WRITTEN PROBLEM: From the material below, reproduce word for word the stretch from the line containing "Rules. Find each instance of the window interface" through the line containing "Query: window interface on screen".

Entries from a pointing dataset:
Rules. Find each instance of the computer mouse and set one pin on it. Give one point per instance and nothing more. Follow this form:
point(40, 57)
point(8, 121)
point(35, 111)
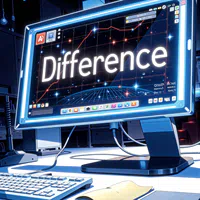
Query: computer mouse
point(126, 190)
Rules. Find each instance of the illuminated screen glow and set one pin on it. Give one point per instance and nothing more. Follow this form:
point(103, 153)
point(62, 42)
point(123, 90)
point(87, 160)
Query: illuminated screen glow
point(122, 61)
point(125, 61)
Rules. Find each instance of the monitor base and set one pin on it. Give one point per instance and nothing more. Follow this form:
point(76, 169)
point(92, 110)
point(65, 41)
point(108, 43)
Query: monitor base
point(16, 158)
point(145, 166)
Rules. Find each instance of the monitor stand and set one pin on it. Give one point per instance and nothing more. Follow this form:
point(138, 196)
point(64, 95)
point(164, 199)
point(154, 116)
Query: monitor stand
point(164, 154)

--

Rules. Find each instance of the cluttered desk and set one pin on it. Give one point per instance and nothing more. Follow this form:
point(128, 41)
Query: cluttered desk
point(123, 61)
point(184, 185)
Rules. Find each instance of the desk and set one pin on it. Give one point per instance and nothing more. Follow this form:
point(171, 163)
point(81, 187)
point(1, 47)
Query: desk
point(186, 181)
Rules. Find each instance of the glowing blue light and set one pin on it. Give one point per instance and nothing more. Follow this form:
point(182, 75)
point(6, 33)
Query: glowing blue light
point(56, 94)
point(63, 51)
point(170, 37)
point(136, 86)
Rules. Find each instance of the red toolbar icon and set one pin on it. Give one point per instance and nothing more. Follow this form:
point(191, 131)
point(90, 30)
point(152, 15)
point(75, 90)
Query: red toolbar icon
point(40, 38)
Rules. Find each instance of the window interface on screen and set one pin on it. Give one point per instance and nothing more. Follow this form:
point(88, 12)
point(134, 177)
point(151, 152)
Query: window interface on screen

==

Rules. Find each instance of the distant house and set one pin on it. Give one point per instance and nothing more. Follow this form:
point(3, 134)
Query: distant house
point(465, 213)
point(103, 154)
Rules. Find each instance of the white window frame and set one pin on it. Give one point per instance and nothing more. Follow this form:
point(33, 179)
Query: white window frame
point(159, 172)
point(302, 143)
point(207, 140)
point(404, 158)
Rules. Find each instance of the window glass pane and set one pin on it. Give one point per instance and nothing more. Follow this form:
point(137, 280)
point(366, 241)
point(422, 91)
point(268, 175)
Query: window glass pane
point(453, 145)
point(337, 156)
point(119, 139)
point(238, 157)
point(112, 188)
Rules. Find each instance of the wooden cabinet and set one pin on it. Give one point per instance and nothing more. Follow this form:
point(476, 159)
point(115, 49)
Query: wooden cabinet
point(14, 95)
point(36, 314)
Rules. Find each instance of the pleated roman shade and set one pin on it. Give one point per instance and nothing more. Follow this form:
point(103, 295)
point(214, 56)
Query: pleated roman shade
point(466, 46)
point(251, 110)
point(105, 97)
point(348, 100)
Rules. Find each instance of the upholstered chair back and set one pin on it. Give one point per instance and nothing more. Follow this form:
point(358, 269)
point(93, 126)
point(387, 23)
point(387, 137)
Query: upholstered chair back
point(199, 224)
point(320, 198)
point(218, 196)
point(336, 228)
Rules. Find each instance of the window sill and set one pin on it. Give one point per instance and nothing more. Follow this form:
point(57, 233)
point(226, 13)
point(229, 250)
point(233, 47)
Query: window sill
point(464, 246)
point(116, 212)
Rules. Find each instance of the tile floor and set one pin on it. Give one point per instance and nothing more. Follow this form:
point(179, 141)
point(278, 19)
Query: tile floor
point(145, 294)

WRITTEN SOLUTION:
Rules. Find each instance of the window interface on screen and set one pin on it. Give one point per instance and nothing more. Follow this form:
point(88, 12)
point(134, 177)
point(151, 152)
Query: window interface on screen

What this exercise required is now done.